_Exercise instructions_:
Return exactly, and only, the lines from the line containing "If you could put a point on the open" through the final line of the records below, both included.

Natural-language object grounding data
*** Block opens ***

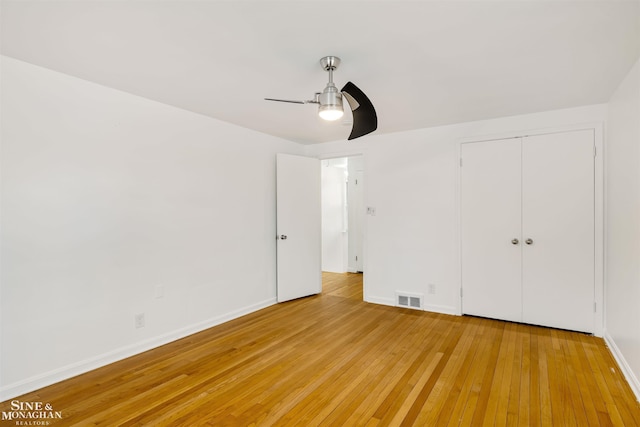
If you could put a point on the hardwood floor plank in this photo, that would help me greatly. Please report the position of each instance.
(333, 359)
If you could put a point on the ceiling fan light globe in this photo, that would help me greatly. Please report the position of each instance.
(330, 112)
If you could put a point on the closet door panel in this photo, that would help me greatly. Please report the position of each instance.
(558, 217)
(490, 220)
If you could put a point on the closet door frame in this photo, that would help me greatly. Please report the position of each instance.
(599, 209)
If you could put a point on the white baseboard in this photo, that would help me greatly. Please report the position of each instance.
(442, 309)
(624, 366)
(381, 301)
(36, 382)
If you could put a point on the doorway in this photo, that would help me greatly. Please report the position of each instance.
(342, 183)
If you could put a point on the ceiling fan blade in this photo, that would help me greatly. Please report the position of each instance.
(285, 100)
(365, 119)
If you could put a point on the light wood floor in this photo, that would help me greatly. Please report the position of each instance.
(337, 361)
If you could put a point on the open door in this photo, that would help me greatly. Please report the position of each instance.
(298, 226)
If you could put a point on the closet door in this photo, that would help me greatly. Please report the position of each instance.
(491, 229)
(558, 218)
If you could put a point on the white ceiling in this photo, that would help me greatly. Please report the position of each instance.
(422, 63)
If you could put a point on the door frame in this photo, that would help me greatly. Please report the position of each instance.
(599, 209)
(353, 153)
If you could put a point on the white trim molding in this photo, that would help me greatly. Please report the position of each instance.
(623, 365)
(48, 378)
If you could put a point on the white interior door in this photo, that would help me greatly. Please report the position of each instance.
(491, 229)
(558, 217)
(299, 227)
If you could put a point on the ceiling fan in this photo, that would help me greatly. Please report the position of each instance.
(329, 102)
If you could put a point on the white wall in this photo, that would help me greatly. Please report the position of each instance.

*** Block closes ***

_Solution to the exercise_:
If you could put a point on the open door in this photo, that would help me greatly. Please report the position of each instance.
(298, 226)
If you could put a point on the closet door in this photo, that would help me greatly. Please report the position of each instance.
(491, 229)
(558, 218)
If you could put a point on the white ceiling in this photo, that would help me greatly. Please report the position of each instance.
(422, 63)
If you could put a point on the door frame in this photo, that would help me greatly. Please report the position of each instance.
(599, 209)
(353, 153)
If you could put a point on the white trim molding in this photo, that would help me greatly. Please report the position of each instance.
(623, 365)
(48, 378)
If you could put a point on the white interior door in this photo, that would help me greatly. Please report the position of each instance.
(491, 229)
(558, 217)
(299, 227)
If you could put a point on the ceiling fan in this photo, that would help me greatly. Please report the position of each instance.
(329, 102)
If you could put a point on the white wall in this photo, that would help me greatly. Please report the position of each instance.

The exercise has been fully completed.